• [What the task requires] Every record below should be written out exactly; pictures stay out.

Segment Start: Exercise materials

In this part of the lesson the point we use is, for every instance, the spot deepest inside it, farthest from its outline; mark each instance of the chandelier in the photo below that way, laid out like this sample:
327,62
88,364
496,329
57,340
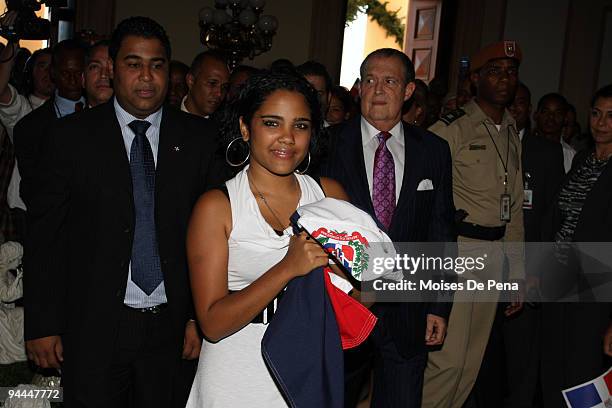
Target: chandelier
237,28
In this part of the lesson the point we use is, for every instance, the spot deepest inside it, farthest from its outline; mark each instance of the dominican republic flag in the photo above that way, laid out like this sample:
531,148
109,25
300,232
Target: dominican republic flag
593,394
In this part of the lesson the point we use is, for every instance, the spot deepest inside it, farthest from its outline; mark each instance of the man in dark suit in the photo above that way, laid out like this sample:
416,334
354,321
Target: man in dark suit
400,175
67,64
108,295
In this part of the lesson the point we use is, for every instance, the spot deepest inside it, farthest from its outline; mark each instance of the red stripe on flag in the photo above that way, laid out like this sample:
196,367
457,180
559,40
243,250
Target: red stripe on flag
608,380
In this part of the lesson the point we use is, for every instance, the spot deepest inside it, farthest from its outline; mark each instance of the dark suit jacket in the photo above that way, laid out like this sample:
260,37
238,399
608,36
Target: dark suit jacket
543,172
420,216
81,228
29,136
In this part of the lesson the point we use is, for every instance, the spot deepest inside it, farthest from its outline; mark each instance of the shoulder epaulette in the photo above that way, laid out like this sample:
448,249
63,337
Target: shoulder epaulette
452,116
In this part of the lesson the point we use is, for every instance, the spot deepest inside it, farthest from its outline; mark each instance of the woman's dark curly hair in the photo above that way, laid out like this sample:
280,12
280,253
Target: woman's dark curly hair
252,95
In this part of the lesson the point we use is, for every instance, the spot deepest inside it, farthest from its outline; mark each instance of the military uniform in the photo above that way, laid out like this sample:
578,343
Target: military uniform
486,165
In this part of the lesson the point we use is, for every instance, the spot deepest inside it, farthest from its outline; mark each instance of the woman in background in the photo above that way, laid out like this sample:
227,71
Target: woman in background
572,332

Segment End: Exercise materials

• [Completed exercise]
In this part of the lesson the point we use is, for every instance, the spot deepest inside it, farthest from its outline; mark each instance of the chandelier in the photo below that way, laid out like this sample:
327,62
88,364
496,329
57,340
Target: chandelier
237,28
In this part of the lesson the point we use is, for every instance, the spot deepest inside it, farthest from its outline; mark each instance of the dominican republic flag in the photo above that way, laid out like this sample:
531,148
109,25
300,232
Target: dominican republic flag
593,394
In this part of the lesson the point we use is, for every instance, the spot deepest inside it, farthest from its outline; mark each instance of the man in dark suit in the photo above that way, laid out like this sample:
416,334
354,321
Target: man in dark suit
400,175
67,64
108,295
In this part of the lesson the point we use is, for every instance, the spot deepest inside it, farthest from its outline; mark each instance of the red stripe on flag in the photo above that way, laid out like this sample:
196,367
457,180
559,40
243,250
Target: red stripe on flag
608,380
In this part of the lesson the point we use is, for every instance, the spot deepest inside it, farthest from its outline; mark each instance of the dark suit jacket in the photo above that way, laid out like this sample:
260,37
238,399
608,36
Target: dark suit jacket
543,172
420,216
81,228
29,136
In this part of the lesson the point we use is, for every instance, the spot deepest inside it, farthest from its outline; mark each instance of the shoulder epaulette in the photo above that way, laid out like this sample:
448,249
63,337
Target: shoulder epaulette
452,116
In this part of the lesson the point we use is, for every instance, the spot deepest inside it, farthest from its outline; mark each instance of the woman's dark curly hair in the photo above that way, laid out like this sample:
280,12
280,253
Target: woman's dark curly hair
252,95
In this part of the lesson the point we use is, for every instance, the spot deepest inside it, farthest from its outline; mark each instance of the military uniform in the photo above that way, laid out like this sample:
578,343
Target: military uniform
486,165
In this part of the lesson the point we use is, for every instance, the spot deepest inside it, farthest from its outline; mark each instance of the woman in background in the photo above that way, laid out like this sample:
227,71
Target: woman in background
572,332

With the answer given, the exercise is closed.